**What the task asks**
Repeat nothing but the line containing "Objective — one dot per instance of the woman." and the lines that follow it, up to and including the last line of the data below.
** The data follows **
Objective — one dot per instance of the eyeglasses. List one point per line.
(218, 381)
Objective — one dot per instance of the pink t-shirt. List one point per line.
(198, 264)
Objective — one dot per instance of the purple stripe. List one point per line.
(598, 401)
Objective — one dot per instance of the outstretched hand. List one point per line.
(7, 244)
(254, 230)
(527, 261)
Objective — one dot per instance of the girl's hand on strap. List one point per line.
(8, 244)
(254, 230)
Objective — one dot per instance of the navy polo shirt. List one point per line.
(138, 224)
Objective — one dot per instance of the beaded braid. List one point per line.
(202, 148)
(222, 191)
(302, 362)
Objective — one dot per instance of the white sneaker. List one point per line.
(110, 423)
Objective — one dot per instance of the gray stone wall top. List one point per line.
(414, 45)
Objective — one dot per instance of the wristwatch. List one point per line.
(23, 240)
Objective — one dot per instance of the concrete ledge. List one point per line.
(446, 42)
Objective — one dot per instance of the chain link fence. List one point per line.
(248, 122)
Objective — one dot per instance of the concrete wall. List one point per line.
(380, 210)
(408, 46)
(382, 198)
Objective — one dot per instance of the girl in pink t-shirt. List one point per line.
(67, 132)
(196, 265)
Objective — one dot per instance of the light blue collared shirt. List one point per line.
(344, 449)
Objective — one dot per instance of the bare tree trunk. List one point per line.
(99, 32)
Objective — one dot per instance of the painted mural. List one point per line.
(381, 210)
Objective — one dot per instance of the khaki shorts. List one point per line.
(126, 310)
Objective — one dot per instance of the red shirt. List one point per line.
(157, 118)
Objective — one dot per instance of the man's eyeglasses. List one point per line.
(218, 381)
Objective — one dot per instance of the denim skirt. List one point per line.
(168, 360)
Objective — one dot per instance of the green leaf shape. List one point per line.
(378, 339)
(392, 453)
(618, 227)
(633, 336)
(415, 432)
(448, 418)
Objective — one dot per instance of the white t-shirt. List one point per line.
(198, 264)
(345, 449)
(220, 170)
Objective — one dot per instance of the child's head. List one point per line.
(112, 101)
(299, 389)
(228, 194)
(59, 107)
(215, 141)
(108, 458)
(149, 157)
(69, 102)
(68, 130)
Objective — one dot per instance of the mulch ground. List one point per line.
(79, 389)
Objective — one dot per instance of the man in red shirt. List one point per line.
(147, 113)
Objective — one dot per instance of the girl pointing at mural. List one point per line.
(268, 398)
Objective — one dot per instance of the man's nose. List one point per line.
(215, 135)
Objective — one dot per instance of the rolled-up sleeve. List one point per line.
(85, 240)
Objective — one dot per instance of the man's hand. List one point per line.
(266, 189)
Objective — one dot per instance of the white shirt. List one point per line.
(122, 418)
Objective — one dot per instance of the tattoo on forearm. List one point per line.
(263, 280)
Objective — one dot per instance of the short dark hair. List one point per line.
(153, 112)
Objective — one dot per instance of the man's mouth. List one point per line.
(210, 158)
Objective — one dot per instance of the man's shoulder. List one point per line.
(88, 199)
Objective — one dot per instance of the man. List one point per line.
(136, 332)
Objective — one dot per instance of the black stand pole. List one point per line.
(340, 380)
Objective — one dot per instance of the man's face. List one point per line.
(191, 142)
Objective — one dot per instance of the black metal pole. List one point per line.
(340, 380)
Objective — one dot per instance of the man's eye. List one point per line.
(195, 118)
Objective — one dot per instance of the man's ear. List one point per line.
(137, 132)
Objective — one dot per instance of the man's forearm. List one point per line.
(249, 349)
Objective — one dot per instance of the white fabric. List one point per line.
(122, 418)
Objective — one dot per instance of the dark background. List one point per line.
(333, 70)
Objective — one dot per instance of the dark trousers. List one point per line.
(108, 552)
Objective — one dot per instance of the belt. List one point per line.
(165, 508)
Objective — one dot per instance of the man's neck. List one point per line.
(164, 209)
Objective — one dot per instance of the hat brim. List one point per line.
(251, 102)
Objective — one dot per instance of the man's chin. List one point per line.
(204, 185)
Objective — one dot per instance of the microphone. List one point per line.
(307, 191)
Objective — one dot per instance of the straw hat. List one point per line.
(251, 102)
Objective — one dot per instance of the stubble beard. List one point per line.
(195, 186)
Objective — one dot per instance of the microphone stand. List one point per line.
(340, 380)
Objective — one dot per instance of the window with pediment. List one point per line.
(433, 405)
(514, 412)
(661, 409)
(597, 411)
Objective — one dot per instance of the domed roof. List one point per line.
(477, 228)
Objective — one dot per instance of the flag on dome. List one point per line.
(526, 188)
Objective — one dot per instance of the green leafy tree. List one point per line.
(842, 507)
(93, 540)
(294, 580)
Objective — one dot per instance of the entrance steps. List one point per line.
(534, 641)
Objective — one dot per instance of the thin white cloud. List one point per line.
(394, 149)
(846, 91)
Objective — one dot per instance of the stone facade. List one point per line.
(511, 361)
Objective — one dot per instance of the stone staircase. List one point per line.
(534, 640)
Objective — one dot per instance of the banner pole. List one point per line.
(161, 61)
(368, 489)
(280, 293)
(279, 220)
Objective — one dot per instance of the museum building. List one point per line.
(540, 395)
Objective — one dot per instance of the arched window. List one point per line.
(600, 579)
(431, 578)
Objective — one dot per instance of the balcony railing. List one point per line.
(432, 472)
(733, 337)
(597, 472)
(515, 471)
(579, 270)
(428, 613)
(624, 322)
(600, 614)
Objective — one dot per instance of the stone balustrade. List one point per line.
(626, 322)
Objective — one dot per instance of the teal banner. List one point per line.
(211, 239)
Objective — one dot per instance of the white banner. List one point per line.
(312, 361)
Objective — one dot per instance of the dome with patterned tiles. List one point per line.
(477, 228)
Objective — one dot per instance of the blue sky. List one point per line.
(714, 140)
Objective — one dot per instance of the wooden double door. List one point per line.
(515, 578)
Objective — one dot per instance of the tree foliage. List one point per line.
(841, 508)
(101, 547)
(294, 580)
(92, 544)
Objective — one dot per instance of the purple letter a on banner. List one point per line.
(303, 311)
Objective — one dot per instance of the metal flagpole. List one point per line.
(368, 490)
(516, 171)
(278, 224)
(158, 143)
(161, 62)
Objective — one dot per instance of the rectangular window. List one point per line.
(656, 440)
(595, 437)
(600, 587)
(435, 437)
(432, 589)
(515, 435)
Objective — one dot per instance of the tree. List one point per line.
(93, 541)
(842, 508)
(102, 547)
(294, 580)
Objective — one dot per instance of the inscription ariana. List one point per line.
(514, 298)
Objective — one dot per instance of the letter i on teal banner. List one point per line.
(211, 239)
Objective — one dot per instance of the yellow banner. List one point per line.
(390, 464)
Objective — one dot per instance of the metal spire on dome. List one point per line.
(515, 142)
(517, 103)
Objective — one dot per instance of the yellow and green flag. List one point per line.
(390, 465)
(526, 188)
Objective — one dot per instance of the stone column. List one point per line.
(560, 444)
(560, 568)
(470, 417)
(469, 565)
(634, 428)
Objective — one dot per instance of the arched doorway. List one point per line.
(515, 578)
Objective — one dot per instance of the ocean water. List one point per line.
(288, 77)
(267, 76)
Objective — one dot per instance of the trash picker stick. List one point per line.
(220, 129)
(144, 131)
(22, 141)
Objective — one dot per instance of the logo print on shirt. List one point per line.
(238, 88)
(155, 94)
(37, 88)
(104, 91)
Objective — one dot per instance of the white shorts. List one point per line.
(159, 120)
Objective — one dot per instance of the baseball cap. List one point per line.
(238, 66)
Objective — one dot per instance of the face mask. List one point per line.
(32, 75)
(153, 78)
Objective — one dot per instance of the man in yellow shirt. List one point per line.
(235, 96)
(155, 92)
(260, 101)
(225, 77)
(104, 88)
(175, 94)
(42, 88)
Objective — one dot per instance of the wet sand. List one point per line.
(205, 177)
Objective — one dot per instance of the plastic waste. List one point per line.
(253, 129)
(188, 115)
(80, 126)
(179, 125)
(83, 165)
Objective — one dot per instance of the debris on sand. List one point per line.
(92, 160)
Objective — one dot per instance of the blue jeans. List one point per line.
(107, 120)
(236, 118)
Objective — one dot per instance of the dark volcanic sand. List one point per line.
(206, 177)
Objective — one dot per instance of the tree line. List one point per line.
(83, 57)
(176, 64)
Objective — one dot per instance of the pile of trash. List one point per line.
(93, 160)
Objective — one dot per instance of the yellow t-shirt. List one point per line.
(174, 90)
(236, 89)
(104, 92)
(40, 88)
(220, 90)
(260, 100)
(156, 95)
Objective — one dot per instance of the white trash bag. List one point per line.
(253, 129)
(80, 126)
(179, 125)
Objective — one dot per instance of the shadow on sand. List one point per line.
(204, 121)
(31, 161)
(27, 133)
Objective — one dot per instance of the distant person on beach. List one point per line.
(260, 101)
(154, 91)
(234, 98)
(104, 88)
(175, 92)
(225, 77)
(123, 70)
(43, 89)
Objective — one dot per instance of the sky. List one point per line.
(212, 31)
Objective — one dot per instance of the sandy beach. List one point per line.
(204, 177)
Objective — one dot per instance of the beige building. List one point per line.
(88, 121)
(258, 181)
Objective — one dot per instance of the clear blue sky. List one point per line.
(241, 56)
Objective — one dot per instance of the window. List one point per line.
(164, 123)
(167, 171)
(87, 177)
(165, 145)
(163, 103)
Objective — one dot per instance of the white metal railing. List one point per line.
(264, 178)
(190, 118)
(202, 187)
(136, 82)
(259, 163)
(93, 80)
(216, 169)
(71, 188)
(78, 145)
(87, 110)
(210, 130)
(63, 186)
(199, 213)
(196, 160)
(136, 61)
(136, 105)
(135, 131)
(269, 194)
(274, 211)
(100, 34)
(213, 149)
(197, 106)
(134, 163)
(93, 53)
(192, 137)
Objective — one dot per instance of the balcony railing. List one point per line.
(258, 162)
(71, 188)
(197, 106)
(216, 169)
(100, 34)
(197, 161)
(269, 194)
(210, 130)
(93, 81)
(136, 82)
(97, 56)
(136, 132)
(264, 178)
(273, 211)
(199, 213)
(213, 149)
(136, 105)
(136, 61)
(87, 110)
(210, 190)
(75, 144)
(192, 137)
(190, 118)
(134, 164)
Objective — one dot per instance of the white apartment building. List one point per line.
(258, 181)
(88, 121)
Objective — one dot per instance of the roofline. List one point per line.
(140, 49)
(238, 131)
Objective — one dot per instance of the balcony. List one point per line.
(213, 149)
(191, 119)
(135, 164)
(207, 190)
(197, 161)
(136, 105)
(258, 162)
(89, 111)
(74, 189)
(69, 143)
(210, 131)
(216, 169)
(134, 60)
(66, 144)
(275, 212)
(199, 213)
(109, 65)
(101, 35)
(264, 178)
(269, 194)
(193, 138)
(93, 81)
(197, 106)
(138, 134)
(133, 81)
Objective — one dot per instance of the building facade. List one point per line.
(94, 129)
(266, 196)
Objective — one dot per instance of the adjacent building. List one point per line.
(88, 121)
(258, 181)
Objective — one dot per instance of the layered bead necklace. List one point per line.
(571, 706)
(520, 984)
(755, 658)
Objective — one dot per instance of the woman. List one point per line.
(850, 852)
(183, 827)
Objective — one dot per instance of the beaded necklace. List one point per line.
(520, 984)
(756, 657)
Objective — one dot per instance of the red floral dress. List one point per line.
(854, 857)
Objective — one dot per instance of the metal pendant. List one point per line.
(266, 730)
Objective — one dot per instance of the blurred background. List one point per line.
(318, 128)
** End of The data **
**Worked solution**
Objective — one dot per instance of the woman. List one point per line.
(850, 852)
(183, 827)
Objective — one dot per instance of the beaded necklace. List one point per line.
(520, 984)
(756, 657)
Objective — one dot per instance of the red floral dress. List one point per line.
(854, 857)
Objective — one dot per instance of the metal pendant. List one point per line.
(266, 730)
Objective — one dot per instance of the blurred background. List one point per line.
(318, 128)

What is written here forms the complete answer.